WHAT TO PRODUCE:
Beginning with the line where "Exercise. Locate the spray lance" appears, retype every remaining line of the data below, both the first and last included.

DATA EXCERPTS:
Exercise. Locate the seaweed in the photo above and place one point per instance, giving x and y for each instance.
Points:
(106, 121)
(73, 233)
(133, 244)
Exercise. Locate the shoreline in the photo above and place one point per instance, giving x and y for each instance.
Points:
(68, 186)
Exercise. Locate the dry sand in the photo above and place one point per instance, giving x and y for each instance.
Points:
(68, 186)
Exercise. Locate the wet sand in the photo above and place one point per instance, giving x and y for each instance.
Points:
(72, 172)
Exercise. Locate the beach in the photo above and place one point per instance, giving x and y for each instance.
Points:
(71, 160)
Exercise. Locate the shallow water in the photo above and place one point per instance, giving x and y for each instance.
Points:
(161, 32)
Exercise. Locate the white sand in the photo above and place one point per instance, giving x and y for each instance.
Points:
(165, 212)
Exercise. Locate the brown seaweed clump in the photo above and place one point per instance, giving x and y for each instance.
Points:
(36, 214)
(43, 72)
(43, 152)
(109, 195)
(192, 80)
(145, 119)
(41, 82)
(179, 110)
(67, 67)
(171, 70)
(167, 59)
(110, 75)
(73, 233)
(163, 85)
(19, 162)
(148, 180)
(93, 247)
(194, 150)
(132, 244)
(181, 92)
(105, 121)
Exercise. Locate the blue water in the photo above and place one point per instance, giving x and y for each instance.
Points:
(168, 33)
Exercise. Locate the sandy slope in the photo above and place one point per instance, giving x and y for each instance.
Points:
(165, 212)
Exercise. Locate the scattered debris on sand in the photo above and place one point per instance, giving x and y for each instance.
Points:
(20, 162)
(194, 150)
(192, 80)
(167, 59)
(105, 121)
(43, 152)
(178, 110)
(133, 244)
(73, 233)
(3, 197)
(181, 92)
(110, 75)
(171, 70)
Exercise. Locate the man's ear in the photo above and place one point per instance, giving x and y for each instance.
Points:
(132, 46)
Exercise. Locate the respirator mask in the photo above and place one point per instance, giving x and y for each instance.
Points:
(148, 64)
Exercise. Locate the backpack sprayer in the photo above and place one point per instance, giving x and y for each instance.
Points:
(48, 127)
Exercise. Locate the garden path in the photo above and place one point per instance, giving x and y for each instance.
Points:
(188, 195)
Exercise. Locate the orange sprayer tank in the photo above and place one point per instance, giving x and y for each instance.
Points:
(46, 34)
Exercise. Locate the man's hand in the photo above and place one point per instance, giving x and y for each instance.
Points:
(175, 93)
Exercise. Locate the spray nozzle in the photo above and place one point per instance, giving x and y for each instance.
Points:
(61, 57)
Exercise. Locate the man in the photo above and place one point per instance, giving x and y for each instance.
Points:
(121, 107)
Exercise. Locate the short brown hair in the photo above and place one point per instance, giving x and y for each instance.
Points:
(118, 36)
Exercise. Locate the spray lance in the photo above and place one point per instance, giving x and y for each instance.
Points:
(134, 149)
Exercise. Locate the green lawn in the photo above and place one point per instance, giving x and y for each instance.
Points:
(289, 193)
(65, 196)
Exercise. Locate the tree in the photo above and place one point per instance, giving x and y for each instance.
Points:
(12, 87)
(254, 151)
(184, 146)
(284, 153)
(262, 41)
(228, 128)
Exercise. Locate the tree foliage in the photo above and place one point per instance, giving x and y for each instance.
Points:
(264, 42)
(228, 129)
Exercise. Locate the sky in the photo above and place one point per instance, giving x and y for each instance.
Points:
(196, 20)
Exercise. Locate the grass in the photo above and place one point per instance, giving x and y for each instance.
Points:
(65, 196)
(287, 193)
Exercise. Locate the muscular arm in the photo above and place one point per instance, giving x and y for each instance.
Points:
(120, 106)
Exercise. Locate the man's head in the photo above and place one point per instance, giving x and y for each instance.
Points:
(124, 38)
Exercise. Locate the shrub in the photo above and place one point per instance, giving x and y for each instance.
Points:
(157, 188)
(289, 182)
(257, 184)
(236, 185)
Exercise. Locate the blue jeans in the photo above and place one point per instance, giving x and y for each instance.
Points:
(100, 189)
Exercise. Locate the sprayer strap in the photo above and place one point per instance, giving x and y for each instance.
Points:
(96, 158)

WRITTEN SOLUTION:
Exercise. Locate the spray lance in the photo above and place one point per instance, giving x and y for each instance.
Points:
(134, 149)
Exercise. Locate the green lawn in the photo above and place one point per instance, giving x and y for each instance.
Points:
(289, 193)
(65, 196)
Exercise. Locate the tree in the photo above and place one point per instance, giving x and y for each instance.
Points:
(12, 87)
(254, 151)
(184, 146)
(284, 153)
(262, 41)
(228, 128)
Exercise. Locate the tree foliage in the photo above and place one point per instance, giving x and y for each instance.
Points:
(264, 42)
(228, 129)
Exercise. Locate the sky in the photo above and place one point per instance, giving x and y for each instance.
Points:
(196, 20)
Exercise. Locate the grass in the photo above and place one point per instance, giving x and y for each instance.
Points:
(65, 196)
(287, 193)
Exercise. Locate the muscular arm in the photo above and place one point per instance, giving x and y for each instance.
Points:
(120, 106)
Exercise. Locate the man's head in the photo above and place one point per instance, giving x and y for each instance.
Points:
(124, 38)
Exercise. Locate the shrub in the photo above and place one point per instance, giving x and y for each instance.
Points:
(157, 188)
(289, 182)
(257, 184)
(236, 185)
Exercise. Locate the blue jeans in the photo above and place one point per instance, giving x and y for each instance.
Points:
(100, 189)
Exercise. Locate the sprayer strap in the photo above and place one point per instance, giving x and y for each instance.
Points:
(96, 158)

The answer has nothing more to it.